### 本文抜粋

Char meets THR
THRの第一印象はいかがでしたか。 最初はアンプには見えなかったね。「なにこれ?」みたいな。弾いたらビックリしたよ。今度は「いいじゃん、これ」って(笑)。ヤマハ、こんなの売っちゃダメじゃん、売れちゃうよって。
気に入った点は? アンプもさることながら、まずエフェクターだよね。コーラスもフェイザーもトレモロも入っていて、かなりいじれる。ディレイもロングからショートまであるし、リバーブもいいし。しかもこのエフェクターが面白いのは、エフェクトの切り替えも含めてツマミ1つだけでコントロールできるんだよ。ツマミを回していくと効果だけじゃなくてエフェクトそのものまでどんどん変わっていくわけ。それでありとあらゆるエフェクトを試して、かなり愉しんだ。エフェクトのかかり具合も昔っぽい感じでいいね。

######
### 提供情報

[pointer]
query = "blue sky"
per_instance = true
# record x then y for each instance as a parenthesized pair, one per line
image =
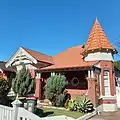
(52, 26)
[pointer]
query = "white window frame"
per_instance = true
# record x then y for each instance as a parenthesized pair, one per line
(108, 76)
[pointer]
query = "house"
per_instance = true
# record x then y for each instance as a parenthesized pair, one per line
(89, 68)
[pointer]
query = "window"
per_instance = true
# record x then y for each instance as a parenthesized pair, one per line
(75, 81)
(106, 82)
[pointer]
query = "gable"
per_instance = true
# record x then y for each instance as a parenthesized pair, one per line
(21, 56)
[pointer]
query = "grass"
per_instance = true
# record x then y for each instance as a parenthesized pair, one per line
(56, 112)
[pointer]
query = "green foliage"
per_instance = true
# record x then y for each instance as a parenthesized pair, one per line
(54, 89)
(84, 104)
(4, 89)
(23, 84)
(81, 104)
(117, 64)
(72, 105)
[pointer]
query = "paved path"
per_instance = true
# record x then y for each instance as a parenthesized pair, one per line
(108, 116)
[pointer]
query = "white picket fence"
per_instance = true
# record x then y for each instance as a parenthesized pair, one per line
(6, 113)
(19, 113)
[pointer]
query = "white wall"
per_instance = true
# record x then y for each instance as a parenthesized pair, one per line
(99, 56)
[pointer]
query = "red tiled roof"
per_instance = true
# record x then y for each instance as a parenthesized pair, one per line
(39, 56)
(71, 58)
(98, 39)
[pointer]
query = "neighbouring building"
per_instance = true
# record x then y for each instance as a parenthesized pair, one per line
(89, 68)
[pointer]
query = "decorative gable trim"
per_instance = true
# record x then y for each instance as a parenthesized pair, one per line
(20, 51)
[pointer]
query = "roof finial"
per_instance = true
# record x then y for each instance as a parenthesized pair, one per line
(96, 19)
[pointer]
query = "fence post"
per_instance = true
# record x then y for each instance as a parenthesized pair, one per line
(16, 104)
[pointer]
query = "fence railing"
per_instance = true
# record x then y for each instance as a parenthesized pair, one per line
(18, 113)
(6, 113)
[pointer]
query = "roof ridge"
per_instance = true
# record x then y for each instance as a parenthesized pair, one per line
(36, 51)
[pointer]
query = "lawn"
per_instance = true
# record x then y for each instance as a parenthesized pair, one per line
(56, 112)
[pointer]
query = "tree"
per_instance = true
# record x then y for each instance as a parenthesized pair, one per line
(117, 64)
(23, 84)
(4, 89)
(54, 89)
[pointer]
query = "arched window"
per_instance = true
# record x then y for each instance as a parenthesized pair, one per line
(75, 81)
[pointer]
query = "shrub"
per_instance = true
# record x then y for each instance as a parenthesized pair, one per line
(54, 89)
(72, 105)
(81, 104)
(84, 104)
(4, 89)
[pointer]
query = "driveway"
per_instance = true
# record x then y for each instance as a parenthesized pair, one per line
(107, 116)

######

▶ [課題一覧]
**a.** THRについてのインタビューから、「気に入った点は? アンプもさ」を含む語句で始まり「具合も昔っぽい感じでいいね。」の直後で終わる部分を、一字一句変えずに出力してもらえますか。
**b.** 記録の中で「gable」という文字列を含む行を、すべて報告してもらえますか。大文字と小文字は区別されます。

▶ [解答一覧]
**a.**
気に入った点は? アンプもさることながら、まずエフェクターだよね。コーラスもフェイザーもトレモロも入っていて、かなりいじれる。ディレイもロングからショートまであるし、リバーブもいいし。しかもこのエフェクターが面白いのは、エフェクトの切り替えも含めてツマミ1つだけでコントロールできるんだよ。ツマミを回していくと効果だけじゃなくてエフェクトそのものまでどんどん変わっていくわけ。それでありとあらゆるエフェクトを試して、かなり愉しんだ。エフェクトのかかり具合も昔っぽい感じでいいね。

**b.**
query = "gable"
query = "decorative gable trim"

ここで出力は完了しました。